7.1.2 Exploitatieplan

Afdeling 6.4 Wro beschrijft een publiekrechtelijk stelsel waarbinnen door gemeenten (en in voorkomend geval provincie of Rijk) eisen gesteld kunnen worden aan de grondexploitatie. Dit publiekrechtelijk instrumentarium is aanvullend van aard. Het primaat ligt bij vrijwillige civielrechtelijke afspraken. Deze civielrechtelijke afspraken worden gemaakt in hetzij een anterieure overeenkomst (er is nog geen exploitatieplan vastgesteld) hetzij een posterieure overeenkomst (er is al een exploitatieplan vastgesteld).

Artikel 6.12, lid 1 Wro bepaalt dat de gemeenteraad wordt verplicht om de gronden, waarop een bij algemene maatregel van bestuur aangewezen bouwplan is voorgenomen, een exploitatieplan op te stellen. Artikel 6.2.1 Besluit ruimtelijke ordening (Bro) geeft aan om welke bouwplannen het gaat. Onder artikel 6.2.1, sub a, zijn vervolgens gevallen opgenomen waarvoor geen exploitatieplan behoeft te worden opgesteld.

Voorliggende ontwikkeling betreft het aanleggen van een fietsverbinding. Er is dan ook geen sprake van een bouwplan als bedoeld in artikel 6.2.1 Bro. Het opstellen van een exploitatieplan of een anterieure overeenkomst is dan ook niet noodzakelijk.

7.2 Planschade

Artikel 6.1 Wet ruimtelijke ordening biedt de grondslag voor de vergoeding van zogenoemde planschade. Deze schadevergoeding wordt (in beginsel) door het college van burgemeester en wethouders van de betreffende gemeente toegekend aan degene die als gevolg van een planontwikkeling schade lijdt.

Artikel 6.4a Wro bepaalt dat de gemeente de mogelijkheid heeft om met een initiatiefnemer van een planontwikkeling een overeenkomst te sluiten. De strekking van dergelijke planschadeovereenkomst is dat de door derden geleden schade geheel (of gedeeltelijk) voor rekening komt van de initiatiefnemer, omdat de schade voortvloeit uit het op zijn of haar verzoek ten behoeve van een planontwikkeling wijzigen van het bestemmingsplan of verlenen van een omgevingsvergunning.

Eventuele planschade komt voor rekening van de gemeente Simpelveld.

Hoofdstuk 8 Afweging belangen en conclusies

De gemeente Simpelveld wenst in het kader van de Parkstad Route binnen haar grondgebied een fietsverbinding te realiseren. Deze fietsverbinding kan worden onderverdeeld in vijf trajectdelen. Trajectdeel 5 ziet toe op de gronden aan de Vroenkuilerweg en de aansluiting op het stationsemplacement ZLSM. Het inrichten en gebruiken van trajectdeel 5 is niet rechtstreeks toegestaan op grond van het ter plekke vigerende bestemmingsplan.

## VEREISTE HANDELING 1
Neem het deel van de tekst over exploitatieplan en planschade over dat begint bij "Artikel 6.1 Wet" en doorloopt tot en met "planontwikkeling schade lijdt.". Vervang daarin "college van burgemeester en wethouders" door "dagelijks bestuur".
## VEREISTE HANDELING 2
Beantwoord de volgende vragen aan de hand van de tekst over exploitatieplan en planschade.
(a) Welk artikel van het Besluit ruimtelijke ordening geeft aan om welke bouwplannen het gaat?
(b) In hoeveel trajectdelen kan de fietsverbinding worden onderverdeeld?
(c) Voor wiens rekening komt eventuele planschade?
## VEREISTE HANDELING 3
Geef bij elke bewering aan of deze overeenstemt met de tekst over exploitatieplan en planschade. Antwoord met ja of nee en citeer de woorden uit de tekst die de doorslag geven.
(a) Het primaat ligt bij het publiekrechtelijk instrumentarium.
(b) Trajectdeel 5 ziet toe op de gronden aan de Vroenkuilerweg.
(c) Voor de fietsverbinding moet een anterieure overeenkomst worden opgesteld.
De gegevens hierna houden geen verband met de tekst over exploitatieplan en planschade.

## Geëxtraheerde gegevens
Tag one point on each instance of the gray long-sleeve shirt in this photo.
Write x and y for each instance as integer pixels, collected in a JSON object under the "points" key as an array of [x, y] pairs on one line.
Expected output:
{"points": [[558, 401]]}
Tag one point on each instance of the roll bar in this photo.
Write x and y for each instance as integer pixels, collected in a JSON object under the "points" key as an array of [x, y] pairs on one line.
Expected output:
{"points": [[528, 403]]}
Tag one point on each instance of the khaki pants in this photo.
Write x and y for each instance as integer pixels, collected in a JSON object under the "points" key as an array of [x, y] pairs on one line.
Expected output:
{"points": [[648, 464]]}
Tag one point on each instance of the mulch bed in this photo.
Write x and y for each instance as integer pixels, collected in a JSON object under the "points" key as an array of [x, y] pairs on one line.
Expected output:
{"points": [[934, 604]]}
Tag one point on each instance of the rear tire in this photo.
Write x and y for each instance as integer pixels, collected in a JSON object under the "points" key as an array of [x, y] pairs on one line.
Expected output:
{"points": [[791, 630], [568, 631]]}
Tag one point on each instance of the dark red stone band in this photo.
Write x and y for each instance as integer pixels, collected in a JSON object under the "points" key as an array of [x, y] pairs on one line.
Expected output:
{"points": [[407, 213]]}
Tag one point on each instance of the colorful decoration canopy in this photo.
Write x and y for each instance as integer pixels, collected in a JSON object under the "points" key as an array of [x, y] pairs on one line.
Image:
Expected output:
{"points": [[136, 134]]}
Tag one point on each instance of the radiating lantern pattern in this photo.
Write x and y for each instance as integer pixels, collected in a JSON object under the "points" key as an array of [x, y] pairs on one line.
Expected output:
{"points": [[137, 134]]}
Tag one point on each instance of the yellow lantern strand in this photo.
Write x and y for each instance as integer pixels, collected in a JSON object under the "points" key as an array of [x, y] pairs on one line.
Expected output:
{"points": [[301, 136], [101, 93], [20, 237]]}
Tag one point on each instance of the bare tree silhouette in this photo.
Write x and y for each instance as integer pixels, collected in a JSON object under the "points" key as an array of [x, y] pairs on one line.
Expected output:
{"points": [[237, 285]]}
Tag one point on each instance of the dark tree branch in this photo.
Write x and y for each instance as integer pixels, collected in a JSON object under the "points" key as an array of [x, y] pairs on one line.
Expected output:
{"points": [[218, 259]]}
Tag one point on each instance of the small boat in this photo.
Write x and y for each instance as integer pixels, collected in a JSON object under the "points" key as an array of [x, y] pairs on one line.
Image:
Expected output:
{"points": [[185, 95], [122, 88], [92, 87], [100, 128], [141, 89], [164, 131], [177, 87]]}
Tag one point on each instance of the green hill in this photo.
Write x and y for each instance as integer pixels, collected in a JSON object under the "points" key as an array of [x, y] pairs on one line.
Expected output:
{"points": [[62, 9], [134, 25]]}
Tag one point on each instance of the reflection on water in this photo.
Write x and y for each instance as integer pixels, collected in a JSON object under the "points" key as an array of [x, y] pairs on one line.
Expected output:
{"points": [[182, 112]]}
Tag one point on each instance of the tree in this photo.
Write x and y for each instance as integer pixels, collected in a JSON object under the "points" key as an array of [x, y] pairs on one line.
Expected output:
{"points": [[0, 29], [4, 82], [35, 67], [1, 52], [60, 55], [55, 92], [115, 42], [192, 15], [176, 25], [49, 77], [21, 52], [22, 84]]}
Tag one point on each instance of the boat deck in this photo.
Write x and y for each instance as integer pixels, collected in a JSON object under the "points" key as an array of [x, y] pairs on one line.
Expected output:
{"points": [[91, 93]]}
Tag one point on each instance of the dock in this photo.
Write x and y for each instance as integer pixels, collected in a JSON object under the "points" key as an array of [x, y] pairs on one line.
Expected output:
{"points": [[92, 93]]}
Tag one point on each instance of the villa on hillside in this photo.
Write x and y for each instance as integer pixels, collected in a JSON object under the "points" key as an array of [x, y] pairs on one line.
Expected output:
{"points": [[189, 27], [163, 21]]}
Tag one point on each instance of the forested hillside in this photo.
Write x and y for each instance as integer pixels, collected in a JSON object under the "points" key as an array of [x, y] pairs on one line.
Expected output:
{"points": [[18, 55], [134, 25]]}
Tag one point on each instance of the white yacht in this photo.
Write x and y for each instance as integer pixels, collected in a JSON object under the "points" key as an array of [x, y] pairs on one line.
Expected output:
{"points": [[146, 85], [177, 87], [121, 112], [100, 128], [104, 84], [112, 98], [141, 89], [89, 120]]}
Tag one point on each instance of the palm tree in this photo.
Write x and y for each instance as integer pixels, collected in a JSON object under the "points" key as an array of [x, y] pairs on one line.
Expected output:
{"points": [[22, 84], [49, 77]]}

## UW OPLOSSING 1
Artikel 6.1 Wet ruimtelijke ordening biedt de grondslag voor de vergoeding van zogenoemde planschade. Deze schadevergoeding wordt (in beginsel) door het dagelijks bestuur van de betreffende gemeente toegekend aan degene die als gevolg van een planontwikkeling schade lijdt.

## UW OPLOSSING 2
(a) Artikel 6.2.1 Besluit ruimtelijke ordening (Bro).
(b) In vijf trajectdelen.
(c) Voor rekening van de gemeente Simpelveld.

## UW OPLOSSING 3
(a) Nee: "Het primaat ligt bij vrijwillige civielrechtelijke afspraken."
(b) Ja: "Trajectdeel 5 ziet toe op de gronden aan de Vroenkuilerweg en de aansluiting op het stationsemplacement ZLSM."
(c) Nee: "Het opstellen van een exploitatieplan of een anterieure overeenkomst is dan ook niet noodzakelijk."